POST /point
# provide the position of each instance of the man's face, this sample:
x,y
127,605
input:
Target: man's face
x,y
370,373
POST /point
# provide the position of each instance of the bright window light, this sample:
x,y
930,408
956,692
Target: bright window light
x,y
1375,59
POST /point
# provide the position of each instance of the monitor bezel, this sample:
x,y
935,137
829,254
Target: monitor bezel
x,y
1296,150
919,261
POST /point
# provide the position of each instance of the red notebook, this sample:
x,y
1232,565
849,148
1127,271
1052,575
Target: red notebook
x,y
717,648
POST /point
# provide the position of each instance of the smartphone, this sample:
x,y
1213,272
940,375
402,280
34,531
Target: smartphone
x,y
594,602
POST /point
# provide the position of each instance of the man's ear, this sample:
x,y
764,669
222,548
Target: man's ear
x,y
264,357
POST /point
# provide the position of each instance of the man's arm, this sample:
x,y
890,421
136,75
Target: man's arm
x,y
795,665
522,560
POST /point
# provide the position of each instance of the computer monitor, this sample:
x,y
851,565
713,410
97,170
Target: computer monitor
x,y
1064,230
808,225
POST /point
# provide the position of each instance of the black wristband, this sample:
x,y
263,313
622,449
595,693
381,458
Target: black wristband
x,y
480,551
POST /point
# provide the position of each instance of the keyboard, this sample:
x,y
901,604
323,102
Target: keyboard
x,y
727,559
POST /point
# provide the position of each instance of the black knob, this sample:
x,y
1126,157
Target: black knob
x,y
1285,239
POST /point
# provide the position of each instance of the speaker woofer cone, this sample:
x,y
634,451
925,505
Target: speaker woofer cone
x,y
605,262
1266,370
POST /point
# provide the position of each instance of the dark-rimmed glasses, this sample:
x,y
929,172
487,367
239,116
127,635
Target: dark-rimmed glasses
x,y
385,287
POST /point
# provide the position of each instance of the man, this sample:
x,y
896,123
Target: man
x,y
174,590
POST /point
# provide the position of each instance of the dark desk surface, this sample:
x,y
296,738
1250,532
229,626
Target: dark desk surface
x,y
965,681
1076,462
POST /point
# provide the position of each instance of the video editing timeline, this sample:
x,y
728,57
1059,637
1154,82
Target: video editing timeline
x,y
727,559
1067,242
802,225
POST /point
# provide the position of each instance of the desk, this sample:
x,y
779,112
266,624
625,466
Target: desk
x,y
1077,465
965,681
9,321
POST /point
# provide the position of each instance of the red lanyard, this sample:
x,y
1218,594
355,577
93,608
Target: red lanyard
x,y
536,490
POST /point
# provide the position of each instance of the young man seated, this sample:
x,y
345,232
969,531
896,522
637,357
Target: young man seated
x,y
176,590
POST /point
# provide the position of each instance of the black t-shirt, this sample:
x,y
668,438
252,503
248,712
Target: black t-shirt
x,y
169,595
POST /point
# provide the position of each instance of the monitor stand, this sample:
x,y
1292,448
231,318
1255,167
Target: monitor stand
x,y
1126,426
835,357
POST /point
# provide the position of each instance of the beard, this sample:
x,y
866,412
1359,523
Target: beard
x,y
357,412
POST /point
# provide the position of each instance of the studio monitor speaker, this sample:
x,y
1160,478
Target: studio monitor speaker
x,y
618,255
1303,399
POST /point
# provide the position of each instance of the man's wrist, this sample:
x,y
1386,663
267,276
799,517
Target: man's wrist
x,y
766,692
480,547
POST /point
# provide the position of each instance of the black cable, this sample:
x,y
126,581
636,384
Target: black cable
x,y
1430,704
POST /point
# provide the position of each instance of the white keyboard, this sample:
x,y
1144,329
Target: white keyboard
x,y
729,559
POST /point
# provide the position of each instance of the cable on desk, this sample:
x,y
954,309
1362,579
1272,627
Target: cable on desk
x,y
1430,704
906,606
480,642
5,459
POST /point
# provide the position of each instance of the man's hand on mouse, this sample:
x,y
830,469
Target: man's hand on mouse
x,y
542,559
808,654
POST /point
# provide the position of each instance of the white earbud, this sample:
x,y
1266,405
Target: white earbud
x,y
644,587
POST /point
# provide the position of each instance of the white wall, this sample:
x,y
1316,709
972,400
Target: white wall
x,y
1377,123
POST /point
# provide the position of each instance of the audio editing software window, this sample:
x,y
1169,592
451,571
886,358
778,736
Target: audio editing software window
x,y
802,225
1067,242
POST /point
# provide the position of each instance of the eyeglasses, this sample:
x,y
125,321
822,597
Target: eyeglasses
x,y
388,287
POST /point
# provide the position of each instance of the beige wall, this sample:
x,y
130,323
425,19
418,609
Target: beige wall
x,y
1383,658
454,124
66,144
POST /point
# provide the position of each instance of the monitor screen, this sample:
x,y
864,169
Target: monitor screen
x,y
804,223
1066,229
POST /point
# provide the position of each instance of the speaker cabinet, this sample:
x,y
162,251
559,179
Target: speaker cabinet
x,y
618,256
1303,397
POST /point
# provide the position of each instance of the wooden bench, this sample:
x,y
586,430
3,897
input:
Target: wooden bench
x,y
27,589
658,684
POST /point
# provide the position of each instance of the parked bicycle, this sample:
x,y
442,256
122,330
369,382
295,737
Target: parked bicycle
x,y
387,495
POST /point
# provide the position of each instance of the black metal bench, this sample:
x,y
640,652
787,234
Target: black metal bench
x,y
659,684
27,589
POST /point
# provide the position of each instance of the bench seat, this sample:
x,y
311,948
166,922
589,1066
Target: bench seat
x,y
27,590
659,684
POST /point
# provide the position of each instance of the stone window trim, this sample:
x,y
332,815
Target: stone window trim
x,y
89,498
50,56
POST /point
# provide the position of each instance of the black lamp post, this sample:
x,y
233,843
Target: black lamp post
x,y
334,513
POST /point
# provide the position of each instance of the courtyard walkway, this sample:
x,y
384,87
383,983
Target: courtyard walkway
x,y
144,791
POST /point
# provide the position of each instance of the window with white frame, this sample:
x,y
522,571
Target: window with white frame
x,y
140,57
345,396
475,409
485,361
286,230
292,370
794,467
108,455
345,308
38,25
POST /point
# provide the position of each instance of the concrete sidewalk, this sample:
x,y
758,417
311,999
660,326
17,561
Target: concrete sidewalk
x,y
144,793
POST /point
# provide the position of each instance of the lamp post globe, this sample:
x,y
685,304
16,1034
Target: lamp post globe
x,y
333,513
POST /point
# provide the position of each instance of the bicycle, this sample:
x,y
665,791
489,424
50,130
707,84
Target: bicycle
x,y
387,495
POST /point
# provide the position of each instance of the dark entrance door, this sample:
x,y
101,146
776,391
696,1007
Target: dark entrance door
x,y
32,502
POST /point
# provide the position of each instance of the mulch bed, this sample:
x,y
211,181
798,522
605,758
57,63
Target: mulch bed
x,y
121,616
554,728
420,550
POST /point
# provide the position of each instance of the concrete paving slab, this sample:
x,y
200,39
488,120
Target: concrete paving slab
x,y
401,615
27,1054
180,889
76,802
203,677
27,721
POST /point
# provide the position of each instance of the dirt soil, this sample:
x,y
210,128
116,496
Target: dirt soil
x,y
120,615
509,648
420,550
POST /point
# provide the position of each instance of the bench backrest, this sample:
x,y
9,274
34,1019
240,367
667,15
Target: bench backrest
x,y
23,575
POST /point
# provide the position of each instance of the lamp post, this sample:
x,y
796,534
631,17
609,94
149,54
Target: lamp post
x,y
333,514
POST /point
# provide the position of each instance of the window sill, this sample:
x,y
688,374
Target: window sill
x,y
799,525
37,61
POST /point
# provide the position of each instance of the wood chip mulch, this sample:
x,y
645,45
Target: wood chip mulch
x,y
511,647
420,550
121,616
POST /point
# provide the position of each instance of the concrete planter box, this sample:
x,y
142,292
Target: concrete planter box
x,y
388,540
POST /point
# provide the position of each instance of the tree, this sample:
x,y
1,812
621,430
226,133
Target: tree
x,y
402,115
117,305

(Exercise requirements) Find every line in the items above that contains the word "computer", matching case exactly, and copy each of those lines.

(Complete answer)
# provide the position of each instance of the computer monitor, this sample:
Target: computer monitor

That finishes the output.